▸ Exercise requirements
1 > Reproduce the stretch from "New Jersey, which" through "and industrial biosciences." in the article on New Jersey's bioscience industry.
2 > Extend the article on New Jersey's bioscience industry, starting right after its final sentence.

▸ Text for analysis

A joint report from the Biotechnology Innovation Organization and TEConomy Partners released Tuesday shows growth in the bio and life sciences sectors in New Jersey, despite an increasingly competitive environment with states such as Massachusetts.
The report was released at the 2018 BIO International Convention, an annual event that this year has drawn more than 16,000 attendees from 74 countries.
Ryan Helwig, partner and principal at TEConomy, said the industry has been particularly robust, even during the economic downturn 10 years ago.
Helwig said growth in the bio and life sciences industry has outpaced aerospace and electronics manufacturing, and that bio and life sciences has grown at twice the pace of the private sector.
The industry has not outpaced information technology and computer science. Helwig, however, said it has instead seen more overlap with both.
The industry is responsible for $2 trillion in economic output and more than 8 million jobs.
New Jersey, which employs 93,824 people in the industry, was highlighted in the report in a number of areas:
New Jersey and Puerto Rico were the only states or territories to specialize in four of the five main bioscience subsectors:
- Research, testing and medical labs;
- Bioscience-related distribution;
- Medical devices and equipment;
- Drugs and pharmaceuticals;
- Agricultural feedstock and industrial biosciences.
Trenton was listed as one of 26 metro areas that have a concentration in at least three bioscience subsectors.

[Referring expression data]
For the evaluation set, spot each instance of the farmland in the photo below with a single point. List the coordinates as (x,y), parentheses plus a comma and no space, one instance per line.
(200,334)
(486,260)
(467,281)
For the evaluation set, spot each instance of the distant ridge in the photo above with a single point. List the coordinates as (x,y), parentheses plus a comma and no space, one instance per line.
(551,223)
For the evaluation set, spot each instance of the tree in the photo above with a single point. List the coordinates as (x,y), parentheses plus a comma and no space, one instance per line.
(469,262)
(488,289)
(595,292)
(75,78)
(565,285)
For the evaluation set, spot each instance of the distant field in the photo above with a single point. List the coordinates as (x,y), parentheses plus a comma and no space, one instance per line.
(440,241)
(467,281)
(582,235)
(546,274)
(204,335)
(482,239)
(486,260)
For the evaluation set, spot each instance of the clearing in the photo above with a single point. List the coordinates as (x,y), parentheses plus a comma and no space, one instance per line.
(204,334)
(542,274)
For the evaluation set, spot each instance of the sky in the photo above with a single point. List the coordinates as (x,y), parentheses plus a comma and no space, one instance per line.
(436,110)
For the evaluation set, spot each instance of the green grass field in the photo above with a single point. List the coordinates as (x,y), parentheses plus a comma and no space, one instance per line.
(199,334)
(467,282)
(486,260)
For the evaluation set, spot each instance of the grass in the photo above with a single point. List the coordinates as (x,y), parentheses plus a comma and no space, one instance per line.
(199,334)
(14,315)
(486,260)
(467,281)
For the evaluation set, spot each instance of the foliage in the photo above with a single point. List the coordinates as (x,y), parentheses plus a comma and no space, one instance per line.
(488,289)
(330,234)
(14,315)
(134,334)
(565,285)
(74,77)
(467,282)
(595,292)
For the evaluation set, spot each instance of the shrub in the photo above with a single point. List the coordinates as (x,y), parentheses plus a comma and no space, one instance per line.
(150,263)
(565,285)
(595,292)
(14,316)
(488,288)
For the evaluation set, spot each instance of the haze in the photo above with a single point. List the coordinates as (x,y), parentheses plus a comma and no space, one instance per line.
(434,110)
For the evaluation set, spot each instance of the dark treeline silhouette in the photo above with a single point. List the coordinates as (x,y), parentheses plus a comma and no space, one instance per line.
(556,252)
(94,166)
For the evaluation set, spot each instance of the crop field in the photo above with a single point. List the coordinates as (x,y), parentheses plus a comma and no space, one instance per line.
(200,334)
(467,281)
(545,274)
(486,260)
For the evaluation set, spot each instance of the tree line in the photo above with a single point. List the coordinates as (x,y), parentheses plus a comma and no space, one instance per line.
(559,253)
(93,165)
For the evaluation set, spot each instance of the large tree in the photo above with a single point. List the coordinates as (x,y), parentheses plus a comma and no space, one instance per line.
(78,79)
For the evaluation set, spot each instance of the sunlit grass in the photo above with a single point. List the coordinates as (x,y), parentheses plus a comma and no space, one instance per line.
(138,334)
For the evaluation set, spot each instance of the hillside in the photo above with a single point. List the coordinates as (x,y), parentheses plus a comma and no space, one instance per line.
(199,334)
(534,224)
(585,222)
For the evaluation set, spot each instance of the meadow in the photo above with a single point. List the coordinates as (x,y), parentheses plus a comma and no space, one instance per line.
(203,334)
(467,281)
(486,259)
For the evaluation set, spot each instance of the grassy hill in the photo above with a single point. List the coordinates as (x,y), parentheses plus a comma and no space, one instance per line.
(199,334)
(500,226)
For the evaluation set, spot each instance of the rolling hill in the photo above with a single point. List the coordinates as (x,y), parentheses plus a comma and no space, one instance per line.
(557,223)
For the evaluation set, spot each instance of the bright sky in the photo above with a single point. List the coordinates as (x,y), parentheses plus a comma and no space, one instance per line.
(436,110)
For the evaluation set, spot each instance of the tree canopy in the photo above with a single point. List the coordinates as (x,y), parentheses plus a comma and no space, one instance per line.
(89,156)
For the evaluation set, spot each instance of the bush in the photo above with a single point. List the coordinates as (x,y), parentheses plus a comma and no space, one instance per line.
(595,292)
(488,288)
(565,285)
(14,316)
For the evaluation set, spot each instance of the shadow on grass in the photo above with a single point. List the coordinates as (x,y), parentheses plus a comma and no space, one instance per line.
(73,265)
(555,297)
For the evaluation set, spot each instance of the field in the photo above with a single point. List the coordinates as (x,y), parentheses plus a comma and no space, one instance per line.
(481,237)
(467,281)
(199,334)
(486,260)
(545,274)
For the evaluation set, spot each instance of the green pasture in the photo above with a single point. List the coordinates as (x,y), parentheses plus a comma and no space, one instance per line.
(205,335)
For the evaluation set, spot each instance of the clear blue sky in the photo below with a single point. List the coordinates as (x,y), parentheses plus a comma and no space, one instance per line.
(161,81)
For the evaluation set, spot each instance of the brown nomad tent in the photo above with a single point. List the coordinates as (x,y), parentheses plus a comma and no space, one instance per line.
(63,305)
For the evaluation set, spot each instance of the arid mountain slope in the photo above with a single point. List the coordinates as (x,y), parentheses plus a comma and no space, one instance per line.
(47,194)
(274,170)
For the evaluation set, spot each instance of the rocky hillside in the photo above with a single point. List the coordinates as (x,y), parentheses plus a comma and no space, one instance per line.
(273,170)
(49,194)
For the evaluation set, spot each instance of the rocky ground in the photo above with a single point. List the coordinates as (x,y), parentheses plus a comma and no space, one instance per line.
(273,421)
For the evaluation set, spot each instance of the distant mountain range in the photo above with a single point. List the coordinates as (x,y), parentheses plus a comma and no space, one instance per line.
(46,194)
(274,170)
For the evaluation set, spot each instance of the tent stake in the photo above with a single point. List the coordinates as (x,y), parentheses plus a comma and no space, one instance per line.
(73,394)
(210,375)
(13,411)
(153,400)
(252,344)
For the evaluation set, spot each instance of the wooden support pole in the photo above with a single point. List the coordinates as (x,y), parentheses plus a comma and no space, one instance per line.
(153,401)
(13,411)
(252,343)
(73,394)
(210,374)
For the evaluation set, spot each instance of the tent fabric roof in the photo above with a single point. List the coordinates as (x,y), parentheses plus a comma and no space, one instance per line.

--

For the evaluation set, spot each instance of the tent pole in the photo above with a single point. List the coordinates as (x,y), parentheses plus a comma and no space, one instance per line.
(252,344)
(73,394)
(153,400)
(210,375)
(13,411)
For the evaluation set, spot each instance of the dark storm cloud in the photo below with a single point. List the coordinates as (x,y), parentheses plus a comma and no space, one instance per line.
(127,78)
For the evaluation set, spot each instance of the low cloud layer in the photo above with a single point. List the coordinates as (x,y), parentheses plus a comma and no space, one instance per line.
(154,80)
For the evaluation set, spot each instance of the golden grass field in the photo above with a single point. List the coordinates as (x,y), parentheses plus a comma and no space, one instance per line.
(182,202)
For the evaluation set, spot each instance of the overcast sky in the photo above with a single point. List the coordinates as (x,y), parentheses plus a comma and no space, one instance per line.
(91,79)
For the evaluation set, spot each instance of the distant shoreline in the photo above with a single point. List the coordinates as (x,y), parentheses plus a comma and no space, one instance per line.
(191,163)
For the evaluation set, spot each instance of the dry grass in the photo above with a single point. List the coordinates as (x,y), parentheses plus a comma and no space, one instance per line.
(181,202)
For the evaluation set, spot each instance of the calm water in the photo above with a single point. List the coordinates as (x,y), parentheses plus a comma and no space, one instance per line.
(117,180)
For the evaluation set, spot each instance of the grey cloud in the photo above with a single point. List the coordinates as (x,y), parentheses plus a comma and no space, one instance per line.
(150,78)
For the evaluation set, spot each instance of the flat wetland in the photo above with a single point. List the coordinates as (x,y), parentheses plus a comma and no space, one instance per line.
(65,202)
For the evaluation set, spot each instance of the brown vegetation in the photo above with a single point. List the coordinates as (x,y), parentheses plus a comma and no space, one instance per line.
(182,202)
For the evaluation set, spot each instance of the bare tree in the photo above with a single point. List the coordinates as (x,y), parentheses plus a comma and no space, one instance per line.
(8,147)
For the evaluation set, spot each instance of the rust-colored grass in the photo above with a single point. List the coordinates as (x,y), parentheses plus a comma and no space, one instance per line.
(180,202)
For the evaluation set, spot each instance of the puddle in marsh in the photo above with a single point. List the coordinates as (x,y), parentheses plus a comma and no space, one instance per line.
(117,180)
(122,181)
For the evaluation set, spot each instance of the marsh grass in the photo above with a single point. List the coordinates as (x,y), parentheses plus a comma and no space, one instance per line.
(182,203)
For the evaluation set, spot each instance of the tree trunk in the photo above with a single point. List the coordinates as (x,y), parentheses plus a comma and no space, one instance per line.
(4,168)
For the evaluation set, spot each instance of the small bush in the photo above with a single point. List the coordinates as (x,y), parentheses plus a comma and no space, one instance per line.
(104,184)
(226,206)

▸ Task responses
1 >
New Jersey, which employs 93,824 people in the industry, was highlighted in the report in a number of areas:
New Jersey and Puerto Rico were the only states or territories to specialize in four of the five main bioscience subsectors:
- Research, testing and medical labs;
- Bioscience-related distribution;
- Medical devices and equipment;
- Drugs and pharmaceuticals;
- Agricultural feedstock and industrial biosciences.

2 >
“Given what’s going on in New Jersey right now, it is such an exciting time between some of the incubators that have opened and are opening, the brand new Hackensack Meridian School of Medicine (at Seton Hall), the new governor who talks about innovation at every turn, this Research with New Jersey database that’s opening today—it’s just an exciting time like none other than I’ve ever seen,” said BioNJ president and CEO Debbie Hart.
“New Jersey’s numbers show a story of growth.”
Other notes related to New Jersey:
Research and development expenditures (in millions):
- Health science ($169.7);
- Biological and biomedical sciences ($127.2);
- Other life sciences ($118.3);
- Agricultural sciences ($42.9);
- Bioengineering/biomedical engineering ($30.9);
- Natural resources and conservation ($2.6).
NIH awards (in millions):
- 2017: $241;
- 2016: $240.1;
- 2015: $225.1;
- 2014: $228.5.
Bioscience-related venture capital investments (in millions):
- 2017: $320.17;
- 2016: $267.82;
- 2015: $216.01;
- 2014: $294.71.
Bioscience-related capital investments, by segments (in millions):
- Biotechnology ($396.5);
- Drug discovery and delivery ($354.8);
- Pharmaceuticals ($120.1);
- Therapeutic devices ($120);
- Health care technology ($25.8);
- Other bioscience and health care ($22.5);
- Monitoring equipment ($15.2).
Bioscience-related U.S. patents:
- 2017: 1,976;
- 2016: 1,798;
- 2015: 1,781;
- 2014: 1,748.
Bioscience-related U.S patents, by segment:
- Medical and surgical devices: 3,691;
- Drugs and pharmaceuticals: 3,084;
- Biochemistry: 2,592;
- Microbiology and enzymes: 503;
- Biological sampling and analysis: 345;
- Agriculture chemicals: 159;
- Genetics: 145;
- Bioinformatics and Health IT: 25;
- Novel plant variants: 19.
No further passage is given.